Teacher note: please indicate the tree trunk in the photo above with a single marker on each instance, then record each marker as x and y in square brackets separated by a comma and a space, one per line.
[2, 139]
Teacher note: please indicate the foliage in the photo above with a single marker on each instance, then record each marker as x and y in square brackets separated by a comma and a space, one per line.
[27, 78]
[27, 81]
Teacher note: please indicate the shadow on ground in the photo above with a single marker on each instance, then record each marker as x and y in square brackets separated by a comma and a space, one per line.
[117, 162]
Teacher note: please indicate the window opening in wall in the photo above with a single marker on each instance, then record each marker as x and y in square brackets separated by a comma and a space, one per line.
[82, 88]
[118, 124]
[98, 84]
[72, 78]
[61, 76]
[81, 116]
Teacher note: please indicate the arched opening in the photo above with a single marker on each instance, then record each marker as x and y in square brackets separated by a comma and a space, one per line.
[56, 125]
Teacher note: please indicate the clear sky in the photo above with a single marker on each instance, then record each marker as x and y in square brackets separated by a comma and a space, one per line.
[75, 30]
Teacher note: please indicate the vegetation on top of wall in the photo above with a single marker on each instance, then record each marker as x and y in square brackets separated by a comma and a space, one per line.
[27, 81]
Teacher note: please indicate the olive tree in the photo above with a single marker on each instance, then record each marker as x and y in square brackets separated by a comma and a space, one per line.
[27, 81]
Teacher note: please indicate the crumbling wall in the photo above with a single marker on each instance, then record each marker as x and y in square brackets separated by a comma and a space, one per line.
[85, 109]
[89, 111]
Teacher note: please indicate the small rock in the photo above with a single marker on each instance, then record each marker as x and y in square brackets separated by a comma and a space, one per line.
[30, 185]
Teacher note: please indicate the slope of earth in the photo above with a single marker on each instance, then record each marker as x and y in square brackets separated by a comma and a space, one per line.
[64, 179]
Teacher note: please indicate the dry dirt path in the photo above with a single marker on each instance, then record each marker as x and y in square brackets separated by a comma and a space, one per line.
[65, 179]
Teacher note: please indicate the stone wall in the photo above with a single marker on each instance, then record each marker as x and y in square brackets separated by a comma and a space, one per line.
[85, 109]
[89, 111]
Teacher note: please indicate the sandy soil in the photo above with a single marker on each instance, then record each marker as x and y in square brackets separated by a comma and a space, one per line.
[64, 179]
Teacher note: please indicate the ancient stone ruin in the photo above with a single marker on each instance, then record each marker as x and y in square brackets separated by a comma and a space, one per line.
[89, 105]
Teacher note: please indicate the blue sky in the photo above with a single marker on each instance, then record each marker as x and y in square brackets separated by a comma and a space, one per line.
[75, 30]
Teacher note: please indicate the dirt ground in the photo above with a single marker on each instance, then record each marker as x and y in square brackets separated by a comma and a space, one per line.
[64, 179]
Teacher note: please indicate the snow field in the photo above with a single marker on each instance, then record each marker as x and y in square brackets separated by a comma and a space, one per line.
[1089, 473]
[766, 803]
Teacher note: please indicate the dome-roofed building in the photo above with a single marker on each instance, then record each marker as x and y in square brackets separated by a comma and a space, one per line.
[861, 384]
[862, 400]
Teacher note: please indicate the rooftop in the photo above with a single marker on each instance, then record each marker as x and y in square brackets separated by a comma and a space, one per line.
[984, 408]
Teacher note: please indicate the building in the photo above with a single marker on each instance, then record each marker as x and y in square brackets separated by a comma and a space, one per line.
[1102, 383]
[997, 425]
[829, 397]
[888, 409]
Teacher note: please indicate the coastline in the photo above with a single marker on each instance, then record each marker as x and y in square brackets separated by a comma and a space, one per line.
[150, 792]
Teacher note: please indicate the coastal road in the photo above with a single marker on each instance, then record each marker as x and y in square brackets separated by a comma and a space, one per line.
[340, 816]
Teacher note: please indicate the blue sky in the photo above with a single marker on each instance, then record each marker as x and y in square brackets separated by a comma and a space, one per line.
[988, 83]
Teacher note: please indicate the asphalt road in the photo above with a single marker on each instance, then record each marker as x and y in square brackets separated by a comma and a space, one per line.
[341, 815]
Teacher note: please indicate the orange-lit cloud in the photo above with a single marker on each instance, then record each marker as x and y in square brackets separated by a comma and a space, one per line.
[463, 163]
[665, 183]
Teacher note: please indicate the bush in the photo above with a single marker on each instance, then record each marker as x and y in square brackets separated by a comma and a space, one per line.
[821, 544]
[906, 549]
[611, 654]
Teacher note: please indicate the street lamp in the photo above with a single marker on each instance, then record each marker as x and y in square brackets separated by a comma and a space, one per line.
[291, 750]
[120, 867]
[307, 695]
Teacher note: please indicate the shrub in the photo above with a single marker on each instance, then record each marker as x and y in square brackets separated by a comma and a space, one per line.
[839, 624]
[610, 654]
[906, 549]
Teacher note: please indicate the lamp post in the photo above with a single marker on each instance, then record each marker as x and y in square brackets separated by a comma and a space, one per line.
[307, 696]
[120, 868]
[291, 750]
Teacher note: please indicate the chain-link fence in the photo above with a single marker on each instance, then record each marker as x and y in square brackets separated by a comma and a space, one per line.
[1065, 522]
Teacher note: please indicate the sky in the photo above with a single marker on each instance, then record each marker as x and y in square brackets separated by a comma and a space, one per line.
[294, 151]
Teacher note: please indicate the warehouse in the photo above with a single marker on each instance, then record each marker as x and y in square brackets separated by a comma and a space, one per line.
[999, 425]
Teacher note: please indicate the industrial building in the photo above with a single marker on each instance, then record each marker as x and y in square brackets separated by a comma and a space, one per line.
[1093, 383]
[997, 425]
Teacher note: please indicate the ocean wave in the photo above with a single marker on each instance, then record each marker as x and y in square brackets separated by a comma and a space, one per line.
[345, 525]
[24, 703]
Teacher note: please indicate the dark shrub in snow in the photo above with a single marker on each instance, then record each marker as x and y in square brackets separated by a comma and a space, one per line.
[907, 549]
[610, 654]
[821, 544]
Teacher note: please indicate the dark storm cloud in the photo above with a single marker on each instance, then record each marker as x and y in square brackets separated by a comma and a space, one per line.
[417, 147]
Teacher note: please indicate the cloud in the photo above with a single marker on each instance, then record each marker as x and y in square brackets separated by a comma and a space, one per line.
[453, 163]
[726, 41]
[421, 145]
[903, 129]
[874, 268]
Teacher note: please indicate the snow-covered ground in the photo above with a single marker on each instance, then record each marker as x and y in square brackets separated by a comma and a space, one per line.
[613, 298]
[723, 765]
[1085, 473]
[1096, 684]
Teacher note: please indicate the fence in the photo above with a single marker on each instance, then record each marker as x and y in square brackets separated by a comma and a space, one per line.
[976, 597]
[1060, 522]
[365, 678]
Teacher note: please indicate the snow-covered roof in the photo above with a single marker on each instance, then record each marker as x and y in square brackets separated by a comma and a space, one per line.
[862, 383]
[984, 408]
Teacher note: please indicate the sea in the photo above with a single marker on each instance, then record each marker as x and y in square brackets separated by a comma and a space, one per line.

● STATED TASK
Word for word, write out all of the data above.

● RESULT OF THE TASK
Teacher note: please indicate the tree trunk in the photo above with a single marker on each instance, then record each marker as x and y in square brackets separated by a comma and a space, one per line.
[2, 139]
Teacher note: please indicate the foliage in the photo above with a single marker on each instance, then record each marker as x and y in square brackets separated by a comma and a space, one per line.
[27, 78]
[27, 81]
Teacher note: please indicate the shadow on ground in the photo above with a single marker on each instance, then record each marker as x and y in square brackets separated by a comma and a space, one per line.
[117, 162]
Teacher note: please indicate the window opening in wall in the photo above with a single marker on each instance, then record each marker as x and y in square brackets separated by a comma and a space, one per line.
[82, 88]
[118, 124]
[98, 84]
[72, 78]
[61, 76]
[81, 116]
Teacher note: please indicate the arched opening in the photo above with a single marker on each instance, then record each marker as x and y in square brackets separated by a comma and a space, one per line.
[56, 125]
Teacher note: please indicate the clear sky in the photo above with a single marker on each instance, then record each marker as x and y in square brackets separated by a comma and a space, one per line.
[75, 30]
Teacher note: please indicate the vegetation on top of wall in the photo above with a single marker on each instance, then record each marker as x and y in square brackets separated by a comma and a space, one per line.
[27, 81]
Teacher note: please indicate the olive tree in the photo above with a single marker on each instance, then record each marker as x and y in square brackets separated by a comma and a space, one per line.
[27, 81]
Teacher note: please indicate the crumbling wall in the photo above with a single marker on each instance, then record each marker as x and y in square brackets separated by a comma and a space, one per line.
[85, 109]
[89, 111]
Teacher note: please indicate the small rock in the photo above with a single marker on each instance, then record each marker as x and y in square brackets separated by a comma and a space, one per line.
[30, 185]
Teacher note: please indicate the slope of earth in the photo above with a single marker on each instance, then record each marker as x and y in square brackets separated by a comma and a space, one per line.
[64, 179]
Teacher note: please indicate the dry dirt path in the photo above with a single marker on each instance, then record each marker as x and y in square brackets separated by a comma and a space, one per line.
[65, 179]
Teacher note: please indicate the stone wall in the photo above with a single marker on each instance, then record each marker as x and y in square brackets separated by a comma and a space, one per line.
[85, 109]
[89, 111]
Teacher note: please indicate the sandy soil in the photo above with a single marker on each instance, then record each marker as x and y in square brackets separated by a comma and a space, one per line.
[64, 179]
Teacher note: please indicate the ancient stone ruin in the photo above with a single marker on each instance, then record each marker as x and y in square brackets separated by a comma and a space, one per line.
[89, 105]
Teacher note: please indicate the blue sky in the photo above with a single marker on each instance, then record each marker as x and y in square brackets separated by a comma and a space, one per line.
[75, 30]
Teacher note: please indicate the dirt ground in the photo above with a single marker on each instance, then record each marker as x and y in square brackets separated by a comma and a space, one per line.
[64, 179]
Teacher note: please indicate the snow field in the photo above with a single marker on each instance, then record each marker as x and y in square brackets separated by a comma and a space, one per line.
[1089, 473]
[766, 803]
Teacher note: please indicate the dome-roofed building in the photo above with a single marker on each instance, then record each marker as x and y in square brackets separated by a comma and a space, one per line.
[861, 384]
[862, 400]
Teacher note: please indicate the rooftop in the photo above with a single marker on each instance, then record each marker as x and y in square brackets separated by a comma and a space, one per line.
[984, 408]
Teacher note: please indicate the building in the photo above with a single marker on each instance, then record each marker as x and y in square brackets separated by a comma and a space, one per line.
[1102, 383]
[997, 425]
[829, 397]
[888, 409]
Teacher note: please indicate the coastline in the photo above with a single marker on each instance, then record each marker as x and y in square brackets separated by a comma and a space, one per line.
[150, 792]
Teacher note: please indicate the coastal road in the photo above with a single marker on each instance, then record each marker as x and y in square brackets separated by a comma and a space, one per line.
[340, 816]
Teacher note: please indicate the blue sky in the photo above with a single marker on each instance, then record each marker as x and y in square brackets separated by a comma and a space, one per line.
[988, 83]
Teacher note: please indicate the asphalt road in the photo above with a single marker on each instance, then record each marker as x and y in square brackets separated by a comma and a space, one per line.
[341, 815]
Teacher note: please indicate the orange-lit cloud in the photo above with a single marker on each instance, then record each marker as x and y in square brackets separated by a comma and a space, one per line.
[463, 163]
[665, 183]
Teacher note: please indicate the bush in the photo above with a single marker on each instance, then record each marker as x and y in square brackets separated by a comma and a space, one per line.
[821, 544]
[906, 549]
[611, 654]
Teacher note: please indicate the street lamp in the photo above with a single marker on each instance, then record each marker as x and y in square brackets separated by a comma and a space, one per line.
[291, 750]
[120, 867]
[307, 695]
Teacher note: please indicate the shrub in the photo above with a single marker on each instance, then record each marker as x and y in square brackets separated by a comma and a space, one per line.
[839, 624]
[610, 654]
[906, 549]
Teacher note: please indicate the lamp post in the photo above with a single marker on each instance, then record each marker as x and y in square brackets separated by a comma and a space, one per line.
[307, 696]
[120, 868]
[291, 750]
Teacher note: please indicate the chain-link fence in the photo above with a single marker on each instance, then record each marker as x and y in square brackets separated by a comma and a space, one per line.
[1065, 522]
Teacher note: please indicate the sky in the photo above with a single marker on each instance, then record each marker as x and y in square brackets separated by a comma and a space, one per line.
[294, 151]
Teacher note: please indicate the warehouse in the photo above with a single marker on each instance, then record each marker as x and y in square brackets separated by a comma and a space, one per line.
[999, 425]
Teacher note: please indicate the industrial building in the photo above with a single marker on each instance, then record each marker as x and y in square brackets separated by a comma and a space, one per line.
[1093, 383]
[997, 425]
Teacher note: please indicate the ocean wave in the photo above with a single marker on each instance, then record each marker as x and y in square brackets separated by a comma and a space, one per line.
[345, 525]
[24, 703]
Teacher note: please indicate the dark shrub in snow in the photo above with a single marker on each instance, then record each marker as x and y in square brackets separated by a comma and a space, one per line.
[907, 549]
[610, 654]
[821, 544]
Teacher note: please indicate the dark storm cloud in the photo above with a single marker on each instance, then record each marker as x and y in square brackets separated by a comma and a space, one per line.
[417, 147]
Teacher note: please indicate the cloud in the photo above with a single marker on each instance, then record each marker as x and y in square brackets separated by a comma and a space, one per line.
[453, 163]
[726, 41]
[421, 145]
[903, 129]
[874, 268]
Teacher note: please indicate the snow-covered ground in the photo above with a single marker on each instance, then record each marker as x and y in square brackets separated by a comma and a space, one per line.
[613, 298]
[723, 765]
[1085, 473]
[1096, 684]
Teacher note: please indicate the fence in the photo above with a single marker on each instance, then record each marker as x and y in square brackets separated by a comma and a space, one per line.
[976, 597]
[1060, 522]
[365, 678]
Teacher note: please indicate the snow-covered roof in the photo above with a single marker on each instance, then record each marker as x and y in square brackets separated by a comma and a space, one per line.
[862, 383]
[984, 408]
Teacher note: please indicate the sea in the photo above with a single marker on each instance, then record each marker as x and y in square brackets separated by a comma and a space, one per line.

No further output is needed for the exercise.